-- Point-per-instance localization data --
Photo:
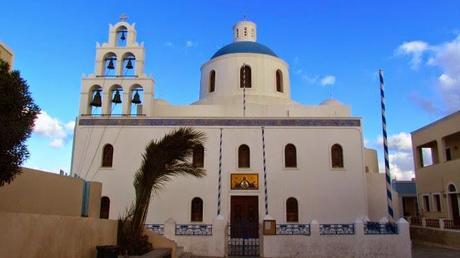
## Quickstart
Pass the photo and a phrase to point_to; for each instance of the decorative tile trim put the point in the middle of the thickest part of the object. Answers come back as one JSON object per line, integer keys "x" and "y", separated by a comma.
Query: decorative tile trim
{"x": 376, "y": 228}
{"x": 157, "y": 228}
{"x": 216, "y": 122}
{"x": 293, "y": 229}
{"x": 337, "y": 229}
{"x": 193, "y": 229}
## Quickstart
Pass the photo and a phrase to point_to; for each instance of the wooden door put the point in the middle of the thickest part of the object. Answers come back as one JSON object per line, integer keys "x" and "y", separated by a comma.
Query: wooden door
{"x": 244, "y": 217}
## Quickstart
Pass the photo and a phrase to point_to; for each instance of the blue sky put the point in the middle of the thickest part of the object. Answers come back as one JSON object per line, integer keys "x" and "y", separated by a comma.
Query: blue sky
{"x": 416, "y": 42}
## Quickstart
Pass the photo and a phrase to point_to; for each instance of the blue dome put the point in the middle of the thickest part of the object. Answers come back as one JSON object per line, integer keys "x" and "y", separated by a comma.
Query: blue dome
{"x": 244, "y": 47}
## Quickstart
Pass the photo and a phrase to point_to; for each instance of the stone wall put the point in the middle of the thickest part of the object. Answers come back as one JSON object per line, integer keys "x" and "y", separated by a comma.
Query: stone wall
{"x": 35, "y": 191}
{"x": 440, "y": 237}
{"x": 37, "y": 235}
{"x": 355, "y": 245}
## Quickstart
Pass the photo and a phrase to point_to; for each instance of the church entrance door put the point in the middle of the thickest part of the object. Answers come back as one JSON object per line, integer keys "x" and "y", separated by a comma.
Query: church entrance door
{"x": 455, "y": 212}
{"x": 244, "y": 226}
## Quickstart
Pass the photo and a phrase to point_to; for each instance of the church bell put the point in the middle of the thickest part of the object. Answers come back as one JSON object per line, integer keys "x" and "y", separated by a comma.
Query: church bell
{"x": 97, "y": 100}
{"x": 129, "y": 65}
{"x": 116, "y": 98}
{"x": 111, "y": 66}
{"x": 136, "y": 98}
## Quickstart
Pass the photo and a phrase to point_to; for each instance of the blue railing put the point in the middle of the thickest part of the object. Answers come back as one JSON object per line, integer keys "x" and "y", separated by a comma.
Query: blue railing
{"x": 337, "y": 229}
{"x": 157, "y": 228}
{"x": 376, "y": 228}
{"x": 194, "y": 229}
{"x": 293, "y": 229}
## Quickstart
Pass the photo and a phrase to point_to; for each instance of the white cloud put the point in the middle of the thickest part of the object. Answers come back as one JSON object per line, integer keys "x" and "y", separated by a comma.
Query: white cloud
{"x": 309, "y": 79}
{"x": 50, "y": 127}
{"x": 328, "y": 80}
{"x": 400, "y": 155}
{"x": 400, "y": 142}
{"x": 70, "y": 125}
{"x": 415, "y": 49}
{"x": 190, "y": 44}
{"x": 446, "y": 57}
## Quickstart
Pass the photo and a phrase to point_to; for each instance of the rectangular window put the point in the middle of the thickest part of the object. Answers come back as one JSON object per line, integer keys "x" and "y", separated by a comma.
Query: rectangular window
{"x": 437, "y": 201}
{"x": 426, "y": 202}
{"x": 428, "y": 154}
{"x": 448, "y": 155}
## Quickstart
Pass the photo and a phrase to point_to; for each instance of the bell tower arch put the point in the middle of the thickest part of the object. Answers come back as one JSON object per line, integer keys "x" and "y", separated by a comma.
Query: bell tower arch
{"x": 119, "y": 65}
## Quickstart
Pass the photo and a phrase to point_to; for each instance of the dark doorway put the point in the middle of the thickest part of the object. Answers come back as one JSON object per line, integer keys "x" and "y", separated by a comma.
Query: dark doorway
{"x": 454, "y": 205}
{"x": 244, "y": 226}
{"x": 105, "y": 207}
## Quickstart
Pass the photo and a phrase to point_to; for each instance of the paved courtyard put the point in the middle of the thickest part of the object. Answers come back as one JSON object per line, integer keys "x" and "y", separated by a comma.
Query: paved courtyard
{"x": 425, "y": 251}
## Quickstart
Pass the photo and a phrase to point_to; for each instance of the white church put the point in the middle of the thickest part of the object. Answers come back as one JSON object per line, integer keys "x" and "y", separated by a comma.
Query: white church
{"x": 282, "y": 177}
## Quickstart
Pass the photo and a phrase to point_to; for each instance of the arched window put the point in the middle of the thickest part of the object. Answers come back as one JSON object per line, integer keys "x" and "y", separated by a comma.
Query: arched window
{"x": 290, "y": 156}
{"x": 243, "y": 156}
{"x": 197, "y": 209}
{"x": 245, "y": 76}
{"x": 110, "y": 64}
{"x": 105, "y": 207}
{"x": 279, "y": 81}
{"x": 107, "y": 156}
{"x": 115, "y": 98}
{"x": 136, "y": 100}
{"x": 129, "y": 64}
{"x": 95, "y": 100}
{"x": 337, "y": 156}
{"x": 212, "y": 81}
{"x": 122, "y": 36}
{"x": 198, "y": 156}
{"x": 292, "y": 210}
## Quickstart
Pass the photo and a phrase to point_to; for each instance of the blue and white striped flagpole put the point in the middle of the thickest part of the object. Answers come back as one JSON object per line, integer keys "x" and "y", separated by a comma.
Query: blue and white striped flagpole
{"x": 385, "y": 147}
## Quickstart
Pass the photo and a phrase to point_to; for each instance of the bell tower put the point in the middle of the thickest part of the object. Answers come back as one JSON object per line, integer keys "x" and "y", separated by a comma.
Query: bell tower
{"x": 119, "y": 85}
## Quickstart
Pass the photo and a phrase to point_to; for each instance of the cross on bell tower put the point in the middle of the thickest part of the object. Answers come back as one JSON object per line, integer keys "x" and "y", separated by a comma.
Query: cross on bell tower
{"x": 119, "y": 85}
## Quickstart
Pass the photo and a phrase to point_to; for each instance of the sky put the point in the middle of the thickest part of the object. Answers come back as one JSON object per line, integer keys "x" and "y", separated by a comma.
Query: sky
{"x": 333, "y": 48}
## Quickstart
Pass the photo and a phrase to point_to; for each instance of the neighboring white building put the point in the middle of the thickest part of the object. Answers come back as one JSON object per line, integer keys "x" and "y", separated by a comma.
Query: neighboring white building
{"x": 267, "y": 157}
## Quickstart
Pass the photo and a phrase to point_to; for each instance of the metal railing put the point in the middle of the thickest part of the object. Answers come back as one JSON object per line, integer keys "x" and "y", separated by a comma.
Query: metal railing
{"x": 337, "y": 229}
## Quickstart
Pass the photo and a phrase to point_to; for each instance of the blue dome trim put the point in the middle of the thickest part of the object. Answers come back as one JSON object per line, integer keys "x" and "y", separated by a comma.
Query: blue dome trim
{"x": 244, "y": 47}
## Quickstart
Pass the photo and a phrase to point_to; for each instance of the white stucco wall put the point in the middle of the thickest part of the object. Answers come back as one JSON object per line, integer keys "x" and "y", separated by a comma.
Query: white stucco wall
{"x": 357, "y": 245}
{"x": 335, "y": 195}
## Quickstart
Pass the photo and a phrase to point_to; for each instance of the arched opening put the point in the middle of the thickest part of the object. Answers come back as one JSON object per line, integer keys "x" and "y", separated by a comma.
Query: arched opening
{"x": 244, "y": 156}
{"x": 454, "y": 206}
{"x": 110, "y": 64}
{"x": 122, "y": 36}
{"x": 107, "y": 156}
{"x": 197, "y": 209}
{"x": 136, "y": 100}
{"x": 116, "y": 99}
{"x": 337, "y": 156}
{"x": 129, "y": 65}
{"x": 105, "y": 207}
{"x": 292, "y": 210}
{"x": 245, "y": 76}
{"x": 198, "y": 156}
{"x": 290, "y": 156}
{"x": 212, "y": 81}
{"x": 95, "y": 100}
{"x": 279, "y": 81}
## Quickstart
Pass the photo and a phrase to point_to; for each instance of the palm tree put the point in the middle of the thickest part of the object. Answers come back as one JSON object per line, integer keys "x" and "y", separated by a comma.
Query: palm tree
{"x": 163, "y": 159}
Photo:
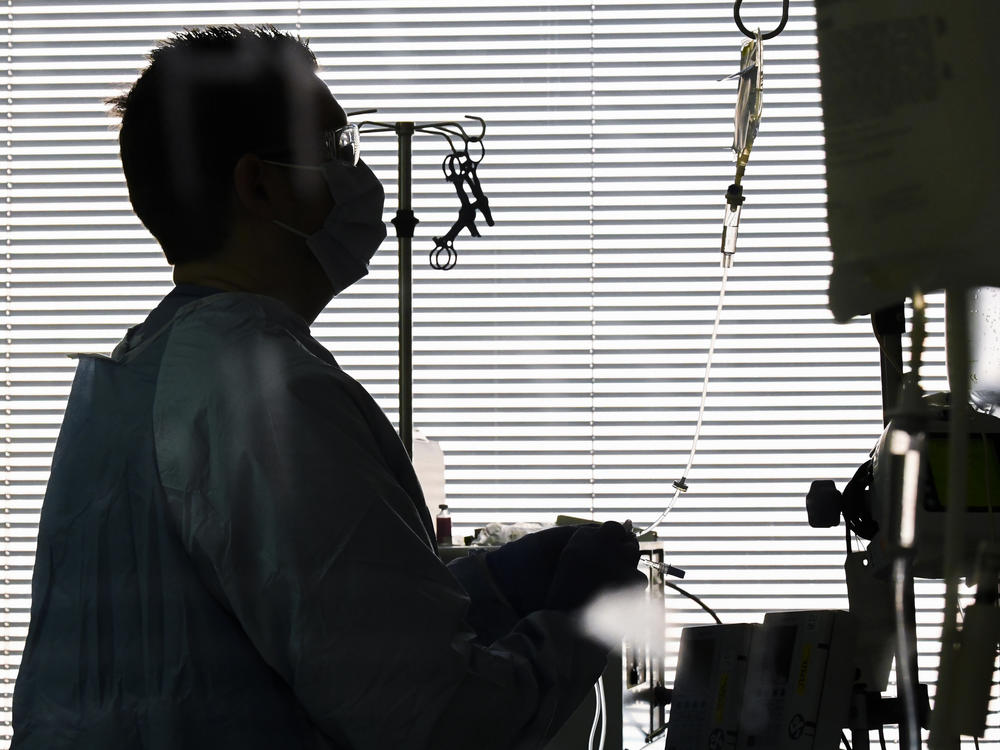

-- What you need to do --
Could you restate, word for word, the lines above from the one with "the bell tower put" to the one with "of the neighboring", both included?

-- Response --
Pass the photo and a phrase to point_to; for each instance of the bell tower put the point in the middle of the thickest part of the object. Answers come back as one JSON object per line, integer keys "x" and "y", separated by a comma.
Query: bell tower
{"x": 119, "y": 85}
## Quickstart
Pass the photo and a phrase to point_to; for each instance of the cross on bell tower put the point in the middle of the thickest part of the object. Answers come back as one JSON object per line, integer keys "x" and "y", separated by a comma.
Query: cross on bell tower
{"x": 119, "y": 85}
## Quickstart
Pass the photo and a phrase to point_to; for each instance of the sky put the point in the middle of the thickest part of the object. Answers come back as one JSON object per line, integer keys "x" and "y", separated by a comma.
Query: sky
{"x": 333, "y": 48}
## Quickstart
Pass the photo and a phrase to point_to; for each instance of the neighboring white building put the point in the middle of the thickest part of the object. Answers come back as one JSON object per line, integer keys "x" and "y", separated by a comma.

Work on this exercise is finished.